WORK REQUIRED
From the first line to the last, restate every record word for word, leaving out the pictures.

__________

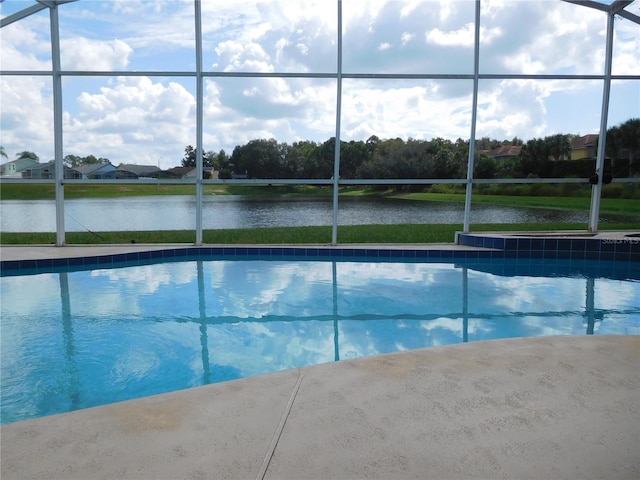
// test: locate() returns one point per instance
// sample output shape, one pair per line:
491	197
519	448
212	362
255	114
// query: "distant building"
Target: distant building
131	170
47	171
208	173
584	147
503	153
97	171
15	167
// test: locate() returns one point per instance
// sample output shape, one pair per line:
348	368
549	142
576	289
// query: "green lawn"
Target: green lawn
389	234
435	233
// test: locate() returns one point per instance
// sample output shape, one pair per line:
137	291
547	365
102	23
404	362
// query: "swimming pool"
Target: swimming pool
86	335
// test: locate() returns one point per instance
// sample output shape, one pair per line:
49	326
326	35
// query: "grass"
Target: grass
434	233
423	233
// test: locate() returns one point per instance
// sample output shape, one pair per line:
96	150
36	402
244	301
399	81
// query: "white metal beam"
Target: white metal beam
57	124
596	190
199	120
8	20
336	159
474	111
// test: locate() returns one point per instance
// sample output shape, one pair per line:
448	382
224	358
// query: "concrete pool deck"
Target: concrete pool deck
544	407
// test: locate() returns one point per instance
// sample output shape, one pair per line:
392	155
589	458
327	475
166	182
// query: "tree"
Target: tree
189	159
27	154
624	140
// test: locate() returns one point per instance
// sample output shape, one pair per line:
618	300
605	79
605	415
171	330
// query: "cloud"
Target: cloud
78	53
110	117
132	111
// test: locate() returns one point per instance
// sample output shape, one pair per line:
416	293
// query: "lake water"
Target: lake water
235	211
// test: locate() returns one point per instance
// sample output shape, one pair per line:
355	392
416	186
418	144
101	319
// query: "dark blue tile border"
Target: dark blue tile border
489	247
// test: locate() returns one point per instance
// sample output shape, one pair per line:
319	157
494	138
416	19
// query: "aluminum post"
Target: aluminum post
336	161
199	120
596	190
57	123
474	111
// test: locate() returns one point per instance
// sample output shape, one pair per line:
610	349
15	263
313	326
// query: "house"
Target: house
503	153
208	173
584	147
136	171
44	171
15	167
98	171
177	172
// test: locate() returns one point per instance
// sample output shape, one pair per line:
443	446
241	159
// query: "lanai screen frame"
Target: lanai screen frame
610	9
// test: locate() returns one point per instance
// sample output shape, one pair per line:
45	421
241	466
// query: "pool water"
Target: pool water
77	339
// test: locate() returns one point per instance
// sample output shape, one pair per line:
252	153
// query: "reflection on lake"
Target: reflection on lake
98	336
234	211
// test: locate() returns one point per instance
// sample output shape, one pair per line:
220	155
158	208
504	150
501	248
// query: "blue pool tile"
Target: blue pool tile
11	265
510	243
44	263
60	262
623	246
578	244
524	244
592	255
607	255
77	261
536	244
498	243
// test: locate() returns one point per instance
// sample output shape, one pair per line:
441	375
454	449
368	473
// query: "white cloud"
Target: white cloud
155	116
78	53
137	112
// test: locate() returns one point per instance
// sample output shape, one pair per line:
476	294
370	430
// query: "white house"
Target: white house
15	167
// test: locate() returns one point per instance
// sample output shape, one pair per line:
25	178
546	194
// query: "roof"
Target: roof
180	170
584	141
505	151
92	167
139	170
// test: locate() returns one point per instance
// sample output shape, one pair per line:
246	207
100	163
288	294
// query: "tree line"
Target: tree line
438	158
396	158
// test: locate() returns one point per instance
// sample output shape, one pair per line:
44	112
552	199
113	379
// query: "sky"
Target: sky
147	119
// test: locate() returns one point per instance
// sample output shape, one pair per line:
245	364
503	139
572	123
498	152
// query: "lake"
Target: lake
177	212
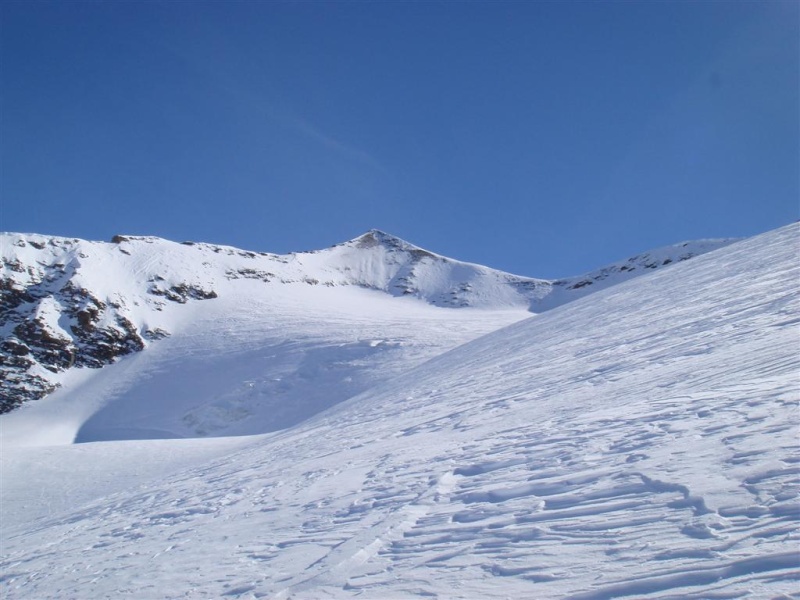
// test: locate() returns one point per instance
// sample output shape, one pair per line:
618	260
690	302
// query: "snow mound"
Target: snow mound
638	442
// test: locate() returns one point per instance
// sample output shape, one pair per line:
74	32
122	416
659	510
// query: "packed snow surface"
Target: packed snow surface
641	441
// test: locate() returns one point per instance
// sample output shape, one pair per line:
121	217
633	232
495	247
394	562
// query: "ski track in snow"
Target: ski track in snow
642	442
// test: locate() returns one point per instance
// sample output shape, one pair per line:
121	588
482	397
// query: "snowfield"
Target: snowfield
641	441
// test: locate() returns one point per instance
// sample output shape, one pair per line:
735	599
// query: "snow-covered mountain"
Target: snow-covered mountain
69	303
638	442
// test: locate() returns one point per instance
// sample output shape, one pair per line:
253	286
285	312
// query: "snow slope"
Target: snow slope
639	442
70	305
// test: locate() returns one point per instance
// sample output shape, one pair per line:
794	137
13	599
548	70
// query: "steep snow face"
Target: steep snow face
68	303
640	442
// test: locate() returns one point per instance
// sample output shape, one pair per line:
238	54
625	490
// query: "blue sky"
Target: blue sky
542	138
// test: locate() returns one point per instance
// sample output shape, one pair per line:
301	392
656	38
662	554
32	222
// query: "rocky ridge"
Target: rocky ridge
69	303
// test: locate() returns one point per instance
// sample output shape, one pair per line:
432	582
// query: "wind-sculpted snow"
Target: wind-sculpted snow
640	443
70	304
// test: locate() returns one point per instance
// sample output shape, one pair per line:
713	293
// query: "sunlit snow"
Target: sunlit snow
641	441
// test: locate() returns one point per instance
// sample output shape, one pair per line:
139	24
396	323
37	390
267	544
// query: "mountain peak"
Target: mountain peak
375	237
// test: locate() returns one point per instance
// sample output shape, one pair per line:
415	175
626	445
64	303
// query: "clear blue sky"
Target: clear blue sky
542	138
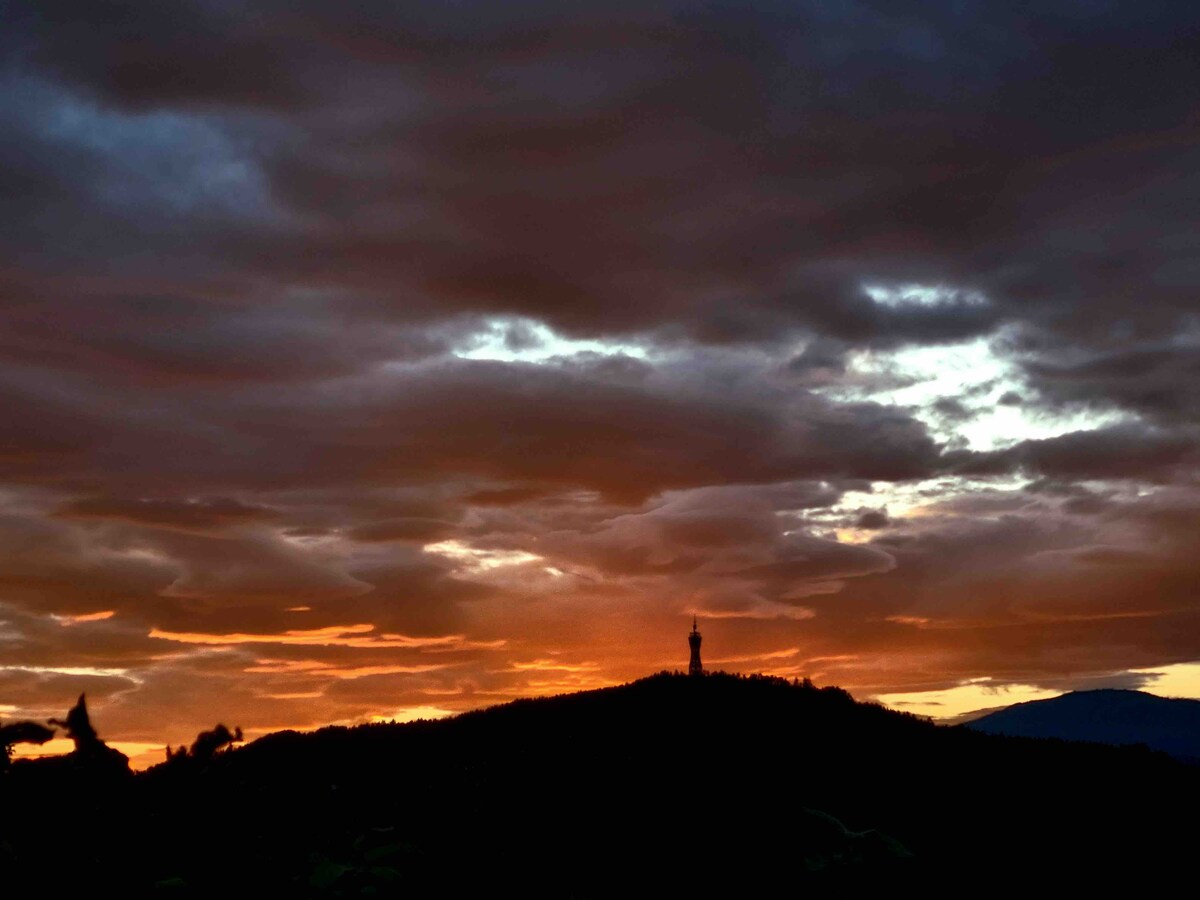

__________

RESULT OF THE EXERCISE
// test: locate() returns one point per instance
// sample output shape, one pair per line:
491	197
519	448
212	362
255	114
// query: "distant building"
Target: distant building
131	170
47	171
208	173
584	147
503	153
97	171
15	167
// test: locate() returns one point per instance
// sample output shape, one pair per line:
348	368
549	142
576	289
// query: "green lawn"
Target: green lawn
389	234
435	233
// test: locate() returns one point per instance
// sample output shape, one pair per line:
137	291
547	365
102	23
404	362
// query: "swimming pool"
Target: swimming pool
86	335
// test: locate() returns one point per instance
// sample output shape, one pair per line:
49	326
326	35
// query: "grass"
Target: grass
434	233
423	233
// test: locate() returns one point per instance
// sample output shape, one pair per line:
96	150
36	402
244	301
399	81
// query: "white metal beam"
Target: white metal beam
57	124
596	190
199	120
8	20
336	159
474	111
// test: locate() returns one point per instance
// sample output shape, one pair per line:
448	382
224	358
// query: "concrete pool deck"
Target: concrete pool deck
544	407
// test: locate() returns one point per instance
// sample output shape, one pair per line:
392	155
589	458
327	475
166	182
// query: "tree"
Target: tree
189	159
27	154
624	140
// test: locate() returns one point per instance
// sample output shape, one pair per line:
618	300
605	79
605	415
171	330
// query: "cloud"
Target: cloud
78	53
110	117
132	111
// test: locate() returns one point per instance
// sample output shape, one pair per line:
416	293
// query: "lake water"
Target: lake water
235	211
// test: locate() returns one point per instance
// sample output shape, one pair per line:
355	392
416	186
418	144
101	319
// query: "dark blue tile border"
Target: dark blue tile border
489	247
// test: locate() returns one point per instance
// sample output shape, one pair per line:
319	157
494	138
416	19
// query: "aluminum post"
Target: aluminum post
336	161
199	120
596	190
57	123
474	111
// test: locate() returns one point per instance
// sample output shape, one pair per line:
610	349
15	263
313	326
// query: "house"
Target: house
503	153
208	173
584	147
136	171
44	171
15	167
98	171
177	172
// test: locate() returns one point per instance
// sample output shape, one pair per line:
443	446
241	159
// query: "lanai screen frame"
Target: lanai screen frame
610	9
// test: locate() returns one point per instance
// sample output shape, one pair per line:
45	421
241	466
// query: "pool water"
Target: pool water
77	339
// test: locate() returns one point per instance
// sample output shape, one pair per line:
252	153
// query: "reflection on lake"
Target: reflection on lake
98	336
234	211
// test: locate() returns one point per instance
// sample output shape, one pair per line:
220	155
158	208
504	150
501	248
// query: "blue pool tile"
Target: blue pool tile
11	265
510	243
44	263
60	262
623	246
578	244
524	244
592	255
607	255
77	261
536	244
498	243
// test: locate() returns one point per instance
// sample output shape, one pair per line:
441	375
454	449
368	473
// query: "white cloud"
Target: white cloud
155	116
78	53
137	112
// test: locate() returns one point per instance
// sample output shape, one pair per line:
476	294
370	430
// query: "white house"
Target: white house
15	167
// test: locate() returns one point per instance
// sample output shape, one pair per line:
25	178
546	194
// query: "roof"
Target: roof
180	170
584	141
505	151
92	167
139	170
// test: locate() returns one point per instance
// sample output shape, one pair per line:
246	207
100	163
288	294
// query: "tree line"
Target: tree line
438	158
396	158
// test: locate() returns one point per instance
// sample output shape, one pair per line:
44	112
552	199
113	379
// query: "sky"
Target: sky
147	119
// test: locate() returns one point per instance
// sample output shape, one pair per line:
245	364
503	139
572	123
498	152
// query: "lake"
Target: lake
177	212
// test: locate() returns one point per instance
// sample output shape, one pair per line:
618	260
690	302
// query: "snow mound"
Target: snow mound
638	442
// test: locate() returns one point per instance
// sample output shape, one pair per line:
74	32
122	416
659	510
// query: "packed snow surface"
Target: packed snow surface
641	441
// test: locate() returns one point per instance
// sample output shape, one pair per line:
121	217
633	232
495	247
394	562
// query: "ski track in snow"
Target: ski track in snow
642	442
// test: locate() returns one point per instance
// sample output shape, one pair per line:
121	588
482	397
// query: "snowfield"
Target: snowfield
641	441
// test: locate() returns one point per instance
// sample output shape, one pair per line:
735	599
// query: "snow-covered mountain"
Target: snow-covered mountain
69	303
638	442
// test: locate() returns one point per instance
// sample output shape, one pair per line:
253	286
285	312
// query: "snow slope"
Target: snow slope
639	442
70	305
// test: locate() returns one point per instance
// sample output shape, one pair per line:
794	137
13	599
548	70
// query: "steep snow face"
Target: steep snow face
68	303
640	442
// test: locate() returns one point per instance
// sample output shape, one pair per line:
238	54
625	490
// query: "blue sky"
Target: blue sky
542	138
// test: locate() returns one point per instance
// sample output shape, one pair per line:
301	392
656	38
662	554
32	222
// query: "rocky ridge"
Target: rocky ridge
69	303
// test: locate() returns one point per instance
// sample output shape, one pair per line:
432	582
// query: "wind-sculpted snow"
Target: wind-sculpted snow
640	443
70	304
// test: locate() returns one point per instance
// sample output shape, one pair per line:
713	293
// query: "sunlit snow"
Target: sunlit snow
641	441
// test: locate() returns one point per instance
// sample output shape, one pair per line:
139	24
396	323
37	390
267	544
// query: "mountain peak"
Target: mountain peak
375	237
// test: locate() returns one point per instance
// sample output shape, one pair per line:
415	175
626	445
64	303
// query: "clear blue sky"
Target: clear blue sky
542	138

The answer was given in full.